=== TASK OBJECTIVE ===
Give again, word for word, every line below from the one that has "Query: lifeboat" through the one that has "The service MUST place a point on the red buoy, one", both included, and no others.

Referring expression pointing data
---*---
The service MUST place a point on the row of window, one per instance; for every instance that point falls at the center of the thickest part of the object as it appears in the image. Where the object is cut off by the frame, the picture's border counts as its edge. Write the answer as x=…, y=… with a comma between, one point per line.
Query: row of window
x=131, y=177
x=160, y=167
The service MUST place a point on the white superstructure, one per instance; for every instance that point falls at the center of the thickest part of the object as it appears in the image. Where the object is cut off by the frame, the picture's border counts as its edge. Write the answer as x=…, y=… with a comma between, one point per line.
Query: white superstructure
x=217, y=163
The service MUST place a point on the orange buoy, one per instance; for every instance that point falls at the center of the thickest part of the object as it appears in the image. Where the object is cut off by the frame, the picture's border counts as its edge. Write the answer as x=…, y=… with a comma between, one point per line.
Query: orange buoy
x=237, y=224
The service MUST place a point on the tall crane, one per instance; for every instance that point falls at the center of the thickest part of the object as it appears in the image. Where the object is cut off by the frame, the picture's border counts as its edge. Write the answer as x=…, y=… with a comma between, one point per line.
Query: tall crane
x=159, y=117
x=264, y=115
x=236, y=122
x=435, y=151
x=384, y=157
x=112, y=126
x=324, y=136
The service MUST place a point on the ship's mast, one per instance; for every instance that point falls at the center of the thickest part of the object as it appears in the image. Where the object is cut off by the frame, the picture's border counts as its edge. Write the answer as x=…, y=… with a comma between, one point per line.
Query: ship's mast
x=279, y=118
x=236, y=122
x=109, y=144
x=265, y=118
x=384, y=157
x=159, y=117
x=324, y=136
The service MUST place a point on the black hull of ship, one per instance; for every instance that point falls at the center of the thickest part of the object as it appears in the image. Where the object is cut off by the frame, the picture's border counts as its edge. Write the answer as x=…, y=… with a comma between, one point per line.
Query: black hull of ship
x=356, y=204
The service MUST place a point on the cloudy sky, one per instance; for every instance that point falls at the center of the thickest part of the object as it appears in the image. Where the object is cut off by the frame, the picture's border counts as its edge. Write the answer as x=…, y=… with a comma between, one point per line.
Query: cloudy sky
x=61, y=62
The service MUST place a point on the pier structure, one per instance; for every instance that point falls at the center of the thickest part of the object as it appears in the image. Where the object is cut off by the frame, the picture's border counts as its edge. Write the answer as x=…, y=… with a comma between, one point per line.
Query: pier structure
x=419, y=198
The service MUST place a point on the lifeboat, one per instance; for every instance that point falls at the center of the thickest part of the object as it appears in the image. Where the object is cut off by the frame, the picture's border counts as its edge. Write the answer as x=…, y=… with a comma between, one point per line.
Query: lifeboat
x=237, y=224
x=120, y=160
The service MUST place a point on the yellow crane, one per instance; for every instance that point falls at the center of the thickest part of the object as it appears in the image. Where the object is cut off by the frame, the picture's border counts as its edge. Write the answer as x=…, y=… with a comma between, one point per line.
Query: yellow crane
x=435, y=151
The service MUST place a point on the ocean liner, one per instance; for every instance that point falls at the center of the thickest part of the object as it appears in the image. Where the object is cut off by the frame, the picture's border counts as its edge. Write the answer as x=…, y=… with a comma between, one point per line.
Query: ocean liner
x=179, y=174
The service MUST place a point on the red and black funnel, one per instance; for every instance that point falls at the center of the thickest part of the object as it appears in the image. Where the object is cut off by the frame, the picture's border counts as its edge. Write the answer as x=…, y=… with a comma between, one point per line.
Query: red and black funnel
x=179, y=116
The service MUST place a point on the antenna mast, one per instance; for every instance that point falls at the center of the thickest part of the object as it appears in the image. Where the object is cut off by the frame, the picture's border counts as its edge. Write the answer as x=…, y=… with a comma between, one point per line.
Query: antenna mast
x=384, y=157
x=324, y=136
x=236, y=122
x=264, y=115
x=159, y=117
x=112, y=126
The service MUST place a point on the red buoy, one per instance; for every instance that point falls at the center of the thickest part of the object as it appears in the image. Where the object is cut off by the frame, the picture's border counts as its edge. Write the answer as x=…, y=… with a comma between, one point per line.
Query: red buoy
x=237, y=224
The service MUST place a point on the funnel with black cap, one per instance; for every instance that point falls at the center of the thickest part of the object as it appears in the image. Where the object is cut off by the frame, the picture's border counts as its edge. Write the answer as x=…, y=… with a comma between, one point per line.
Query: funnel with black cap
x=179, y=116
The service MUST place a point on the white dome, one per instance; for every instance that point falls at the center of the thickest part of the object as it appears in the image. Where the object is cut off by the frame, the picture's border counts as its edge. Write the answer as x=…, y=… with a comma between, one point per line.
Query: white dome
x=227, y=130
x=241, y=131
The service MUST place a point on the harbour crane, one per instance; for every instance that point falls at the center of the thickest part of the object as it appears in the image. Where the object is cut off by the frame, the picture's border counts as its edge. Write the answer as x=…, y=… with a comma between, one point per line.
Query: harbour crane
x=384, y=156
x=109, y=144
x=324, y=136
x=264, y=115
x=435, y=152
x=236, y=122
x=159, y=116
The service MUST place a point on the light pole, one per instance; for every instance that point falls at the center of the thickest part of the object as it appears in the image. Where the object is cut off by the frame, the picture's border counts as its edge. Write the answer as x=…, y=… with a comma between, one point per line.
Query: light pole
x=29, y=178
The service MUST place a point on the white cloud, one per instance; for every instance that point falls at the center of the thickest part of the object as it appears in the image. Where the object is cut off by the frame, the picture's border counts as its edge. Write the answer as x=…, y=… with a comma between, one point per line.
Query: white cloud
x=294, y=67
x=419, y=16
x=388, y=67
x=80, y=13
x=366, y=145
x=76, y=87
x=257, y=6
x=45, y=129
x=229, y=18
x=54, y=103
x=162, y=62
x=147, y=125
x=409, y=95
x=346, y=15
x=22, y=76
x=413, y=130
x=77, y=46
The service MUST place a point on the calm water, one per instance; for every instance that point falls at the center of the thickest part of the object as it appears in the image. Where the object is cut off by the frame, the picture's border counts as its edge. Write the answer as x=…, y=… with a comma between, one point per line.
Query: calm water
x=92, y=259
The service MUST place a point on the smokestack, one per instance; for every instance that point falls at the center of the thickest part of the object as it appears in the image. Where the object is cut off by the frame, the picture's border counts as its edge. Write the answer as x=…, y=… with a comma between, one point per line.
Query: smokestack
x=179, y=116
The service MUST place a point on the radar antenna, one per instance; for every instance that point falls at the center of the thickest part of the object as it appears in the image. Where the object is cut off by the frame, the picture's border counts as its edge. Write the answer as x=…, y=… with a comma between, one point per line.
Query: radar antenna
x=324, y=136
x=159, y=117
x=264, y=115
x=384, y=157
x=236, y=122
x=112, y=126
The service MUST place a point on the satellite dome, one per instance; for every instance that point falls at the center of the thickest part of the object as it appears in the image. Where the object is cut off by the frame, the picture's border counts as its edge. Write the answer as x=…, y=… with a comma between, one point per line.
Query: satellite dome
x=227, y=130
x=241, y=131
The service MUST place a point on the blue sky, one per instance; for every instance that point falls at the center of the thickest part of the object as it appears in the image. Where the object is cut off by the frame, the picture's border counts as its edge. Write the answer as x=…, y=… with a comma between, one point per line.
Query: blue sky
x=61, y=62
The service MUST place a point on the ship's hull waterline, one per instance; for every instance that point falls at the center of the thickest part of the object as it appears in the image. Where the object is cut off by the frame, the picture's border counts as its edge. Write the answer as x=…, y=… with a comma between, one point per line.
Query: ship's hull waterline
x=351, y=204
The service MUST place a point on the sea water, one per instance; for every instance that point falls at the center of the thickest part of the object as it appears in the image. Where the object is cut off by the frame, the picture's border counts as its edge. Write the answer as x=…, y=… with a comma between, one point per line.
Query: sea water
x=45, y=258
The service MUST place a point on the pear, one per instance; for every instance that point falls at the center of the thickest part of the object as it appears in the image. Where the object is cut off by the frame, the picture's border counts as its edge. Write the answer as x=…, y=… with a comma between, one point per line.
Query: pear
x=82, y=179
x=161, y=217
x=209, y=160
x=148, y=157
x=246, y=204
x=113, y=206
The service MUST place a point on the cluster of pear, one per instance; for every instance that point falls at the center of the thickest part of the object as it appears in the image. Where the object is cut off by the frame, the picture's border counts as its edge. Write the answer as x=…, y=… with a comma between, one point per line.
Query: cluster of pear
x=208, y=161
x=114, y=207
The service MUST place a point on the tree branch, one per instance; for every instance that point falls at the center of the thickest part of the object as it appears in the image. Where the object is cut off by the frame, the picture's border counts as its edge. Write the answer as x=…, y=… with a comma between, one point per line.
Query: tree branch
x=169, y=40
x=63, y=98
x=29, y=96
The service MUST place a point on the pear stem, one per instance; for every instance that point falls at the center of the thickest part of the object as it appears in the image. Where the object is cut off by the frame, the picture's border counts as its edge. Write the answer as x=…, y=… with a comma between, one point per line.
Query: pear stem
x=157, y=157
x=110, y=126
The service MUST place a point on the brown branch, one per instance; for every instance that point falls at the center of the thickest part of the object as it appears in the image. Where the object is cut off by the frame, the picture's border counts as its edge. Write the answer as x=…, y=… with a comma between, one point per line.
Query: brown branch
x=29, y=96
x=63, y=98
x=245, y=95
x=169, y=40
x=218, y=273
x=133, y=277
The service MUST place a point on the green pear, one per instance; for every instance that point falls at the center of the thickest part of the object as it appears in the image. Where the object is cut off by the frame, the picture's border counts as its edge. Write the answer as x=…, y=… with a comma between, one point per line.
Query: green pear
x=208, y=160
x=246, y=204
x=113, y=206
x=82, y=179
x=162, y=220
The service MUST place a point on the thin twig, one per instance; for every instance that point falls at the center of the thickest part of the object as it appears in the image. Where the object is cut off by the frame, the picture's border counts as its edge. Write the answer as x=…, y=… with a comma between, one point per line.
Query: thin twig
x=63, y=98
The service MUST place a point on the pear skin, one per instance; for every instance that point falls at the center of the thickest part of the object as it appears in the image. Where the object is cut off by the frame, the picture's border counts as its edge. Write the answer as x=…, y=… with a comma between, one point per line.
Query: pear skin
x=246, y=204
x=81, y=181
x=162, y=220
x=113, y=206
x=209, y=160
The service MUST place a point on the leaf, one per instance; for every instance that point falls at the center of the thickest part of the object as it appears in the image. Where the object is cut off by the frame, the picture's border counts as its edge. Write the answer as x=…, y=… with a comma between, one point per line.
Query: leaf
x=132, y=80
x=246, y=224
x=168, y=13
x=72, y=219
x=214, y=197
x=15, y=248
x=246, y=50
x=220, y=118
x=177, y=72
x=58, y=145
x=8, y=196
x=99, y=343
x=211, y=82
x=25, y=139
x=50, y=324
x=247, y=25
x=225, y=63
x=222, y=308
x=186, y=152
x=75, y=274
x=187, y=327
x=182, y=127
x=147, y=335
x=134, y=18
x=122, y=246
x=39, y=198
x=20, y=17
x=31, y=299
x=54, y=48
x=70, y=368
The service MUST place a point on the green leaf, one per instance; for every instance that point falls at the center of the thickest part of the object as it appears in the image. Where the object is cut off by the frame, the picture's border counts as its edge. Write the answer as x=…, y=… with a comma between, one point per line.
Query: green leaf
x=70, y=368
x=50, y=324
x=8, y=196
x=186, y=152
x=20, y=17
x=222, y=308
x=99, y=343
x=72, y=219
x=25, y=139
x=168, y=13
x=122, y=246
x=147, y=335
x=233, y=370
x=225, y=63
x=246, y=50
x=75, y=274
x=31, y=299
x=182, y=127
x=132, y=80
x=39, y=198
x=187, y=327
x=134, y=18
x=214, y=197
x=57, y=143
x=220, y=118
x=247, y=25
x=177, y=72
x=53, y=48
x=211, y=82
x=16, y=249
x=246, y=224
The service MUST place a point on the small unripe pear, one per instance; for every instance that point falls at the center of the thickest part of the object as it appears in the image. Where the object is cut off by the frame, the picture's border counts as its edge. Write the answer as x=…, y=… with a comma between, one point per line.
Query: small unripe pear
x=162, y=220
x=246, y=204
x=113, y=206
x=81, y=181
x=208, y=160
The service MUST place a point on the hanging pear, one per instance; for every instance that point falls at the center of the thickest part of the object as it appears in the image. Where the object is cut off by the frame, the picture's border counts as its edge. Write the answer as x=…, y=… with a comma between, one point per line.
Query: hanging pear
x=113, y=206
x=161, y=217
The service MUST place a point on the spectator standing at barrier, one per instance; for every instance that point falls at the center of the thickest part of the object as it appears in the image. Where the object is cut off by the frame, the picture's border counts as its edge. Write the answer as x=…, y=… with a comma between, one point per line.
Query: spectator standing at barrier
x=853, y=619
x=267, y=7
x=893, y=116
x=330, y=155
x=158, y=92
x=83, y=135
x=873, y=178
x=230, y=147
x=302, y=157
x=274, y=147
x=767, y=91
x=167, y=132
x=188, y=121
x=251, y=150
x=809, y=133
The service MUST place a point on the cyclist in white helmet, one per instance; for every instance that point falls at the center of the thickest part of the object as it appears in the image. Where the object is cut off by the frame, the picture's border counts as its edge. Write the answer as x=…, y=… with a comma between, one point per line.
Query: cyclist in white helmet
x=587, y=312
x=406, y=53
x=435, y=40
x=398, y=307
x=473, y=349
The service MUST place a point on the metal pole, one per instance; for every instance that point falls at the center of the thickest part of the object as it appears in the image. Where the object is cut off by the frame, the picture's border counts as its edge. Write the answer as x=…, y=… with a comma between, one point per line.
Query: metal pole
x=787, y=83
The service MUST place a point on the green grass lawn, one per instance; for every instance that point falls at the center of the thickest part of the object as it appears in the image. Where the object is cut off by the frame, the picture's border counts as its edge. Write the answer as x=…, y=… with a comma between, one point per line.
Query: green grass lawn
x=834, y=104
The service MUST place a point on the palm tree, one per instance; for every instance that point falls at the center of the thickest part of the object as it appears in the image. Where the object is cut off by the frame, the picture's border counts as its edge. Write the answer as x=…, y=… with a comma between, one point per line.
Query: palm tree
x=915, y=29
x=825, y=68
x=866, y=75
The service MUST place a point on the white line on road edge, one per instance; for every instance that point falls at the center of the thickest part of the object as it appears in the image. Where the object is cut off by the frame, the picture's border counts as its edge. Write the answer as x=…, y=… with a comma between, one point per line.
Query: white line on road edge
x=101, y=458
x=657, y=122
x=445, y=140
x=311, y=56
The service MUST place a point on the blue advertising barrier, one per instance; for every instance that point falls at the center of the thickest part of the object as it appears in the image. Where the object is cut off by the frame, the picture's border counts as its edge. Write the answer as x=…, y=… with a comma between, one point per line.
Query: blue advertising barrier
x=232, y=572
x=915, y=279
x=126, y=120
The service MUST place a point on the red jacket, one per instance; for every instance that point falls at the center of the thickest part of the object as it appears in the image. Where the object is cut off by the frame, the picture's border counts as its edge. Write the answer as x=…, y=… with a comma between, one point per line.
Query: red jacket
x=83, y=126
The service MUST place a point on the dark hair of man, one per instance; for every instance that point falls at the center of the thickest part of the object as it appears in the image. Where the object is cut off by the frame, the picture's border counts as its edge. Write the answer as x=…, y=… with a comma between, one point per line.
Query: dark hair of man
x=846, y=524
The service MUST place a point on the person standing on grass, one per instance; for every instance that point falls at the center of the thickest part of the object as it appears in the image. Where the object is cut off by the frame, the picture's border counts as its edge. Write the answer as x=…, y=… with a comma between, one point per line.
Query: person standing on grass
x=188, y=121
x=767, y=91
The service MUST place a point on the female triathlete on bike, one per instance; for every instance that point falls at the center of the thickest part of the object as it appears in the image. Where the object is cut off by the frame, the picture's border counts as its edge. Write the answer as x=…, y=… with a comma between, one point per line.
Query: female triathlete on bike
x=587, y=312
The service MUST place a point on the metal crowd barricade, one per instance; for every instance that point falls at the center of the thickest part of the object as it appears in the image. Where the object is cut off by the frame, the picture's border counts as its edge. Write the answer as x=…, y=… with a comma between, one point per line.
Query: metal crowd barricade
---*---
=== REPLY ===
Query: lifeboat
x=237, y=224
x=120, y=160
The service MUST place a point on the yellow crane, one per instance; for every instance that point falls at the center of the thickest part of the object as it appears in the image. Where the object is cut off by the frame, the picture's border counts as its edge. Write the answer as x=…, y=… with a comma between, one point per line.
Query: yellow crane
x=435, y=151
The service MUST place a point on the ocean liner, one per instance; for every instance that point falls at the center of the thickest part of the object as it appears in the image. Where the object is cut off by the frame, the picture's border counts as its edge. Write the answer as x=…, y=… with a comma between, one point per line.
Query: ocean liner
x=179, y=174
The service MUST place a point on the red and black funnel, one per instance; for every instance that point falls at the center of the thickest part of the object as it appears in the image. Where the object is cut off by the frame, the picture's border counts as its edge. Write the answer as x=…, y=… with a comma between, one point per line.
Query: red and black funnel
x=179, y=116
The service MUST place a point on the antenna mast, one per instance; for every instance that point falls at the center of the thickest part of the object as it appears in the image. Where the object is cut off by the frame, the picture's border counts as its edge. Write the answer as x=…, y=… with a comma between, one point per line.
Query: antenna mast
x=384, y=157
x=324, y=136
x=236, y=122
x=264, y=115
x=159, y=117
x=112, y=126
The service MUST place a point on the red buoy, one per instance; for every instance that point falls at the center of the thickest part of the object as it appears in the image. Where the object is cut off by the frame, the picture's border counts as its edge. Write the answer as x=…, y=… with a comma between, one point per line.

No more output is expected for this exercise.